(Recorded data)

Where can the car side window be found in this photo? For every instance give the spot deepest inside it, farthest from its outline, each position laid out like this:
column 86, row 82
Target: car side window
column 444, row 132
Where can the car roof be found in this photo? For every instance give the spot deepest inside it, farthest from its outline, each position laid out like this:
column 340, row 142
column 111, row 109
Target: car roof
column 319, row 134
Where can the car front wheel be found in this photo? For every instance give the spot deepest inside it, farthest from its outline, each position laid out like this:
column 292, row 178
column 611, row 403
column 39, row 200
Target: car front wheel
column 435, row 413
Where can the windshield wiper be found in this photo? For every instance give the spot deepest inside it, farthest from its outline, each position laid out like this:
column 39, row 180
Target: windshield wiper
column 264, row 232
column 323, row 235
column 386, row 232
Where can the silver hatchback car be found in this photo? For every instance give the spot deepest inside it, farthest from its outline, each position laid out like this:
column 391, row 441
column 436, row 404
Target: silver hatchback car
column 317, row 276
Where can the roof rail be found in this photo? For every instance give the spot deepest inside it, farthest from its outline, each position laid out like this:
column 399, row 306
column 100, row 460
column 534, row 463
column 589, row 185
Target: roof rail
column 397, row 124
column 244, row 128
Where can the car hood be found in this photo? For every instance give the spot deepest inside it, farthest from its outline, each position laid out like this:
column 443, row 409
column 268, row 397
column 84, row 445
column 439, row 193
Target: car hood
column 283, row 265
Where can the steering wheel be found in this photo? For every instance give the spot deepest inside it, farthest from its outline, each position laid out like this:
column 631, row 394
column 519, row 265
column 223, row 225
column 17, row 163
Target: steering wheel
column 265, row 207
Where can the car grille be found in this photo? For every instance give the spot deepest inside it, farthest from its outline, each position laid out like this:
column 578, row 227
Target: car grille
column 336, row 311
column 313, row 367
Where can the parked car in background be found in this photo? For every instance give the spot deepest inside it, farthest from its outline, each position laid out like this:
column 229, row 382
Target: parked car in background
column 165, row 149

*EXERCISE OBJECTIVE*
Nothing in the records may change. Print all of them.

*RESPONSE TO THE TASK*
Where can the car side window be found in this photo? For every instance give the spot deepest inside it, farthest from its outline, each position laid out like this:
column 86, row 82
Target: car side window
column 444, row 132
Where can the car roof be found in this photo? For every instance give the spot deepest inside it, farthest from its outline, each position laid out like this:
column 340, row 142
column 111, row 109
Target: car roof
column 319, row 134
Where can the car front wheel be found in this photo? For every instance give the spot deepest inside it, farthest from its outline, each position laid out like this:
column 292, row 178
column 611, row 403
column 39, row 200
Target: car front wheel
column 435, row 413
Where can the windshield wiper be found in this photo? For every instance give the spot deepest inside it, farthest from its outline, each position laid out like this:
column 39, row 180
Target: windshield wiper
column 264, row 232
column 323, row 235
column 386, row 232
Where can the silver hatchback car be found in this photo? For every instance give the spot deepest inside it, farthest from its outline, each position laid out like this:
column 391, row 441
column 436, row 404
Target: silver hatchback car
column 317, row 276
Where can the roof rail be found in this photo? For every instance give the spot deepest inside it, farthest from its outline, each position laid out like this:
column 399, row 306
column 100, row 460
column 534, row 463
column 589, row 185
Target: roof rail
column 397, row 124
column 244, row 128
Where can the car hood be found in this photo? For every instance give the spot deepest inside it, farthest from its outline, each position laid out like this:
column 443, row 409
column 268, row 397
column 84, row 445
column 439, row 193
Target: car hood
column 283, row 265
Where can the steering wheel be found in this photo? For every instance give the spot deepest inside it, farthest from its outline, each position laid out like this:
column 631, row 394
column 519, row 265
column 223, row 225
column 17, row 163
Target: steering wheel
column 265, row 207
Where can the car grille be found in this photo? For every instance give the spot deepest inside it, farthest from its outline, each position laid out like this:
column 578, row 227
Target: car grille
column 336, row 311
column 313, row 367
Where can the parked car in background be found in this photo? For every instance give the spot deepest inside it, farthest from its outline, each position laid out like this:
column 229, row 382
Target: parked car in background
column 165, row 149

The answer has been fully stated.